Fragmento proporcionado:
En la Iglesia hacen falta la verdad y la misericordia

Verdad y misericordia son realidades que no se pueden separar. Jesucristo, el más misericordioso de los hombres y la encarnación de la misericordia divina (San Juan Pablo II dijo, en Dives in misericordia, que Él la encarna y la personifica) se definió a sí mismo como el Camino y la Verdad y la Vida (Jn 14,6).

 

La verdad, la conformidad de lo que se dice con lo que se piensa, y de lo que se piensa con lo real, no es una amenaza, sino un medio para alcanzar la libertad: “La verdad os hará libres”, nos dice también Jesús (Jn 8, 32).

 

A muchas personas no les interesa la verdad, ni la estabilidad, ni la firmeza, ni lo que no está escondido frente a lo falso y a lo aparente. A muchas personas, quizá a una civilización entera, la verdad les parece algo muy poco práctico, una cuestión de la que se puede prescindir en aras de la eficiencia. Más o menos lo formuló, en su día, Pilato: “Y ¿qué es la verdad?” (Jn 18,38). ¿Para qué perder el tiempo con la cuestión de la verdad cuando hay tantas cosas que hacer?

 

Esta indiferencia ante la verdad,  si es mala en “el mundo” – que lo es – , más lo será en la Iglesia. El Cristianismo jamás se ha presentado como una mera opinión, sino como verdad; para ser más exactos, como “la” verdad sobre Dios y sobre los hombres. Abdicar de la pretensión de verdad del Cristianismo sería, más o menos, como apostatar de la fe. Un Cristianismo que no pretenda ser verdadero dejaría de ser Cristianismo.

Datos proporcionados:
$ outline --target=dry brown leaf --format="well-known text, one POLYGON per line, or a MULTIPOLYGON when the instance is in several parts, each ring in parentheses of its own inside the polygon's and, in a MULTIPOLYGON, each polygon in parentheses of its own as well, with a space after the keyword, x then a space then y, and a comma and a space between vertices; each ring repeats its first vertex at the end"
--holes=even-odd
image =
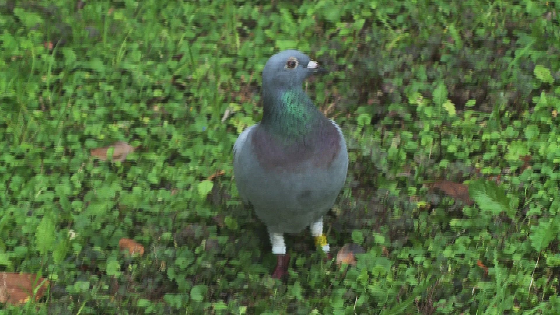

Objetivo:
Reproduce palabra por palabra, del fragmento sobre la verdad y la misericordia, la parte que empieza con las palabras que contienen "En la Iglesia hacen" y termina con "(Jn 8, 32).". Estos datos vienen de otra fuente.

Resultado final:
En la Iglesia hacen falta la verdad y la misericordia

Verdad y misericordia son realidades que no se pueden separar. Jesucristo, el más misericordioso de los hombres y la encarnación de la misericordia divina (San Juan Pablo II dijo, en Dives in misericordia, que Él la encarna y la personifica) se definió a sí mismo como el Camino y la Verdad y la Vida (Jn 14,6).

 

La verdad, la conformidad de lo que se dice con lo que se piensa, y de lo que se piensa con lo real, no es una amenaza, sino un medio para alcanzar la libertad: “La verdad os hará libres”, nos dice también Jesús (Jn 8, 32).